**Consigne 1**. Veuillez recopier l’extrait sur les piquets de grève de « Dans un arrêt » à « au printemps 2001. » en changeant « imprimerie » en « entreprise d’impression ».
**Consigne 2**. Poursuivez l’extrait sur les piquets de grève là où il s’arrête.

**Extrait source**.
# # # # #
Les piquets de grève: moyen de lutte licite ou non?

Les piquets de grève: moyen de lutte licite ou non?

Dans un arrêt récent1, le Tribunal fédéral
(TF) s’est prononcé sur la licéité des piquets
de grève dans le cadre d’un conflit collectif de travail. Autrement
dit, la mise en place de piquets de grève est-elle autorisée
par la loi? Il s’agissait, dans le cas présent, de l’action
menée par le syndicat Comedia contre la direction de l’imprimerie
des Presses Centrales Lausanne (PCL) au printemps 2001.

Le dimanche 18 mars
2001, quelques dizaines de membres et sympathisants du syndicat Comedia ont
bloqué les accès de l’entreprise
PCL par des piquets de grève non violents pour protester contre la démission
des PCL de l’association patronale Viscom, signataire du contrat collectif
national des arts graphiques. Cette démission privait en effet les travailleuses
et travailleurs des PCL de la protection dudit contrat collectif. Ces piquets
faisaient suite à de nombreuses démarches syndicales qui s’étaient
heurtées à une fin de non-recevoir de la part de la direction
des PCL. Ce 18 mars 2001, la police municipale lausannoise était
intervenue pour déloger les syndicalistes sur ordre de deux membres
de gauche de l’exécutif lausannois. À la suite de cette
action, PCL a déposé une demande civile, réclamant à Comedia
le paiement de quelque 63000 francs, montant comprenant, pour l’essentiel,
les factures de la société de surveillance engagée par
PCL durant plus de trois mois à la suite de l’action syndicale
de mars. C’est dans le cadre de cette procédure civile que le
TF s’est prononcé sur la licéité des piquets de
grève mis en place par Comedia.
# # # # #
**Données enregistrées**.
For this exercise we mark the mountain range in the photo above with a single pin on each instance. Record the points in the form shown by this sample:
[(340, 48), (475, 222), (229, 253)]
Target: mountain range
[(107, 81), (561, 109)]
# # # # #
**Bonne réponse 1**.
Dans un arrêt récent1, le Tribunal fédéral
(TF) s’est prononcé sur la licéité des piquets
de grève dans le cadre d’un conflit collectif de travail. Autrement
dit, la mise en place de piquets de grève est-elle autorisée
par la loi? Il s’agissait, dans le cas présent, de l’action
menée par le syndicat Comedia contre la direction de l’entreprise d’impression
des Presses Centrales Lausanne (PCL) au printemps 2001.

**Bonne réponse 2**.
Droit de grève et piquets de grève

Rappelons que, selon l’art.
28 al. 3 de la Constitution fédérale,
la grève est licite quand elle se rapporte aux relations de travail
et est conforme aux obligations de préserver la paix du travail ou de
recourir à une conciliation. Le droit de grève est un droit
fondamental protégé par la Constitution. La grève doit
en outre respecter le principe de proportionnalité, ce qui implique
que cette mesure de lutte collective n’est licite qu’ultima ratio:
la grève est un moyen auquel une organisation de travailleurs n’est
en droit de recourir qu’en dernière extrémité, lorsque
la négociation a échoué. Les modalités même
de la grève doivent également respecter ce principe de proportionnalité:
elles ne doivent pas être plus incisives qu’il est nécessaire
pour atteindre le but visé.

Le Tribunal fédéral, dans l’arrêt
sur le conflit collectif aux PCL, a estimé que les piquets de grève,
mesure collective de combat, sont en tant que tels licites, mais doivent répondre
dans leur mise en œuvre aux mêmes conditions que celles posées
pour la grève. Un syndicat a le droit d’organiser des piquets
de grève pour empêcher pacifiquement l’accès à une
entreprise en persuadant les travailleurs de ne pas occuper leur place de travail.
Toutefois, selon le TF, dès que les piquets de grève usent de
violence pour contraindre des personnes à ne pas se présenter
au travail, ils sortent du cadre de l’exercice licite de ce moyen de
combat. La Haute Cour a en conséquence estimé que, dans sa première
phase, l’action menée par le syndicat Comedia devant les PCL était
licite. Toutefois, dès le moment où, suite à l’intervention
policière, les manifestant-e-s ont formé une chaîne humaine
devant l’une des entrées de l’entreprise et ont tenté de
la bloquer, les piquets de grève devenaient illicites, «un tel
modus operandi, qui consistait, par l’usage de la force physique d’un
groupe compact de personnes à entraver les travailleurs dans leur liberté d’action
et qui de plus a entraîné le bris d’un système de
fermeture, était déjà disproportionné».

Un
droit fondamental vidé de sa substance!

Le point de vue du Tribunal fédéral dans l’arrêt
PCL revient en fait à donner au juge le droit de décider a posteriori
si les objectifs poursuivis par une grève ou une action de piquets,
ainsi que les modalités de la mise en œuvre de ces moyens de lutte,
sont dans un rapport proportionné aux dommages causés à l’employeur,
par exemple les pertes financières liées à l’arrêt
de la production.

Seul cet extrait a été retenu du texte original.